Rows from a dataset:

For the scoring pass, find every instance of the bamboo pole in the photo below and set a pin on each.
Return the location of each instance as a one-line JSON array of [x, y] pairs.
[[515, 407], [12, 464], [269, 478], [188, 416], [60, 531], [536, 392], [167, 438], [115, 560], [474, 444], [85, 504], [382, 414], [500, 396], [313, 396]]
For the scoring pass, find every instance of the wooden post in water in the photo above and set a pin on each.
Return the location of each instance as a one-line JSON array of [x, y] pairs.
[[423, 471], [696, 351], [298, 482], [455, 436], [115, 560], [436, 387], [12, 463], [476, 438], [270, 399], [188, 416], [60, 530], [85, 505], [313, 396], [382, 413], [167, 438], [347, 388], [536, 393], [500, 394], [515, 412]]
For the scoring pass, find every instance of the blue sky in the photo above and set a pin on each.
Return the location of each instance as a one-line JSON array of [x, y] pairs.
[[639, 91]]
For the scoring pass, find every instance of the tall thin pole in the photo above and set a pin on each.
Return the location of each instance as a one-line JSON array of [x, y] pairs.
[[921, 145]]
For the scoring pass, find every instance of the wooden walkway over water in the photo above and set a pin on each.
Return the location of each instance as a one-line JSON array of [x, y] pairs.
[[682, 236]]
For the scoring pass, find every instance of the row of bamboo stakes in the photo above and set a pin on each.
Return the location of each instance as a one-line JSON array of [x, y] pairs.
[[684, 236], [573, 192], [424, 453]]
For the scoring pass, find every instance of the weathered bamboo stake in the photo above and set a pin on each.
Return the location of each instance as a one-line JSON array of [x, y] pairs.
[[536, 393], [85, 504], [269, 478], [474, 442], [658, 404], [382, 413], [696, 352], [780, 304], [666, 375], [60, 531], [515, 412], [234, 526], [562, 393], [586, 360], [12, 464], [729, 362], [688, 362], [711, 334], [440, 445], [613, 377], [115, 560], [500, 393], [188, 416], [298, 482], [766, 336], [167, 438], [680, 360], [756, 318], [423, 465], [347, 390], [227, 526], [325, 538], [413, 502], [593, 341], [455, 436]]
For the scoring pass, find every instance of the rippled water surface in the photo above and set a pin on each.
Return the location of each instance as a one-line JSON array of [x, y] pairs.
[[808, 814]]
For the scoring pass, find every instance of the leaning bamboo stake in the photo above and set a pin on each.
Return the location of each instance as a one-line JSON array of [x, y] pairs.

**OBJECTIVE**
Rewrite all of the data above as a numbered list, leaving out any blank lines.

**FINAL ANSWER**
1. For the scoring pass, find every instance of the bamboo pole in the photo below and set a pin on each.
2. Return the location of each instance as a one-line JSON array of [x, y] pairs.
3. [[515, 407], [12, 464], [269, 478], [188, 416], [60, 531], [536, 392], [167, 438], [115, 560], [474, 444], [85, 504], [382, 414], [500, 396], [313, 396]]
4. For the scoring pass, find every instance of the wooden post in water in the photo above and set a pin on each.
5. Return the location of each instance as a one-line JSON array of [x, y] pairs.
6. [[423, 471], [696, 351], [298, 482], [455, 436], [115, 560], [436, 387], [12, 463], [476, 438], [270, 399], [188, 416], [60, 530], [85, 505], [313, 396], [382, 413], [167, 438], [347, 388], [536, 393], [500, 394], [515, 412]]
7. For the scoring pass, find every instance of the blue sky in the photo above and set a pin on each.
8. Return the location of each instance as a one-line JSON array of [x, y] pairs.
9. [[639, 91]]
10. For the scoring pass, find every instance of the tall thin pole in the photo above and set a pin on each.
11. Return the location of each instance as a one-line JSON array of [x, y] pairs.
12. [[921, 145]]
13. For the scoring pass, find every instance of the wooden walkway over water in the photo above and set a pin on each.
14. Return the location of each instance as a one-line JSON array of [x, y] pairs.
15. [[682, 236]]
16. For the scoring pass, find every instance of the row of bamboo stakes in the photo above and set a pin on each.
17. Return the location of each instance as a one-line JSON array of [x, y] pairs.
18. [[684, 236], [573, 192], [424, 453]]
19. For the scoring pass, find every instance of the weathered bamboo stake in the photo above and set a pin on each.
20. Return the location of each instance as a one-line JSON array of [x, y] pairs.
21. [[536, 393], [85, 504], [269, 478], [474, 442], [658, 404], [382, 413], [696, 352], [780, 304], [666, 375], [60, 531], [515, 412], [234, 526], [562, 393], [586, 360], [12, 464], [729, 362], [688, 362], [711, 334], [440, 445], [613, 377], [115, 560], [500, 393], [188, 416], [298, 482], [766, 336], [167, 438], [680, 360], [756, 318], [423, 465], [347, 390], [227, 526], [325, 538], [413, 502], [593, 341], [455, 436]]
22. For the scoring pass, find every instance of the rippled water surface in the photo above and set a pin on each.
23. Return the location of each instance as a one-line JSON array of [x, y] pairs.
24. [[808, 814]]
25. For the scoring pass, find every instance of the leaning bamboo stake in the photo above and set a pin on each.
26. Return the location of each instance as a one-line JSON array of [x, y] pairs.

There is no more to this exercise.